**CHALLENGE:**
Return the listing below word for word.

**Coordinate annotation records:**
★ ★ ★
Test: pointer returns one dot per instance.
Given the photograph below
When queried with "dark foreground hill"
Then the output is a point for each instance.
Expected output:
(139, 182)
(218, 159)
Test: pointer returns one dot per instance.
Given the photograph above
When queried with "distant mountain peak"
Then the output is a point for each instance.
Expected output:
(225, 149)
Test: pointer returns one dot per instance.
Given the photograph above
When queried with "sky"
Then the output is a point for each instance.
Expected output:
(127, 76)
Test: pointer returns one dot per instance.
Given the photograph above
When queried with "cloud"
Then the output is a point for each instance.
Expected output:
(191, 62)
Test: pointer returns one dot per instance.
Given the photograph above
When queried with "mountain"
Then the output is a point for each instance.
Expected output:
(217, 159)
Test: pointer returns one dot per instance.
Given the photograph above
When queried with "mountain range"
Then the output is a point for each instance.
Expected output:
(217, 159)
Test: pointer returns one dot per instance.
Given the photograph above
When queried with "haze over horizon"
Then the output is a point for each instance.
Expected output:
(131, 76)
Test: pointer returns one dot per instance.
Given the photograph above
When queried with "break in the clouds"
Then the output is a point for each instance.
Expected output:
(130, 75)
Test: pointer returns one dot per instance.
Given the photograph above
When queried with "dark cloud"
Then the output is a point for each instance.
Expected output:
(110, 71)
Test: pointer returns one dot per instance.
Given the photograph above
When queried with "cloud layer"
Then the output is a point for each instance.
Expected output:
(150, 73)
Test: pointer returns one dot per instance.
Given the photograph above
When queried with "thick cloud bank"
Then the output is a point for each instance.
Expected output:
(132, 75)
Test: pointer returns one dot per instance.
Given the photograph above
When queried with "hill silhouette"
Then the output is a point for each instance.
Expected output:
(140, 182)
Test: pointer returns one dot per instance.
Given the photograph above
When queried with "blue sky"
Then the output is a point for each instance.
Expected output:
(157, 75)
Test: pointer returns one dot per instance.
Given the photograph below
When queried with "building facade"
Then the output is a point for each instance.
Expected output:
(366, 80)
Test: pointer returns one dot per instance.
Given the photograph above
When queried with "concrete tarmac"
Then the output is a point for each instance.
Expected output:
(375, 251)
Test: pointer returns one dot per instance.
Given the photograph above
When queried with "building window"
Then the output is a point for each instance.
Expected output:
★ ★ ★
**CORRECT RESPONSE:**
Test: pointer returns one dot per instance.
Given the photograph below
When queried with "dark foreground hill"
Then the output is a point for each instance.
Expected output:
(139, 182)
(218, 159)
Test: pointer returns one dot per instance.
Given the photograph above
When queried with "distant mountain peak"
Then the output is a point for each instance.
Expected output:
(225, 149)
Test: pointer returns one dot per instance.
Given the photograph above
When queried with "sky"
Then the output is a point for each instance.
Expected output:
(127, 76)
Test: pointer returns one dot per instance.
Given the photograph above
When queried with "cloud"
Then the output is a point for each instance.
Expected output:
(191, 62)
Test: pointer returns one dot per instance.
Given the photograph above
When queried with "mountain"
Then the output is a point for each instance.
Expected output:
(217, 159)
Test: pointer returns one dot per instance.
Given the photograph above
When queried with "mountain range"
Then the output is a point for each instance.
Expected output:
(217, 159)
Test: pointer returns one dot per instance.
Given the photograph above
When queried with "haze over horizon"
Then the output is a point for each instance.
Expected output:
(131, 76)
Test: pointer returns one dot per instance.
Given the photograph above
When queried with "break in the clouds"
Then the output is a point for each instance.
Expected output:
(130, 75)
Test: pointer returns one dot per instance.
Given the photograph above
When queried with "dark cloud"
Then the output is a point for each instance.
Expected output:
(110, 71)
Test: pointer returns one dot per instance.
Given the photograph above
When queried with "cloud layer"
Then the output is a point for each instance.
Expected output:
(150, 73)
Test: pointer returns one dot per instance.
Given the photograph above
When queried with "thick cloud bank"
Then the output is a point for each instance.
Expected output:
(132, 75)
Test: pointer returns one dot per instance.
Given the photograph above
When queried with "hill silhouette"
Then the output is a point for each instance.
Expected output:
(140, 182)
Test: pointer returns one dot per instance.
Given the photograph above
When queried with "blue sky"
Then the output is a point for each instance.
Expected output:
(157, 75)
Test: pointer returns one dot per instance.
Given the photograph below
When queried with "building facade"
Then the output is a point for each instance.
Expected output:
(366, 80)
Test: pointer returns one dot per instance.
Given the photograph above
When queried with "concrete tarmac"
Then the output is a point for each instance.
Expected output:
(375, 251)
Test: pointer returns one dot per instance.
Given the photograph above
When queried with "building window"
Then the output is a point for each instance.
Expected output:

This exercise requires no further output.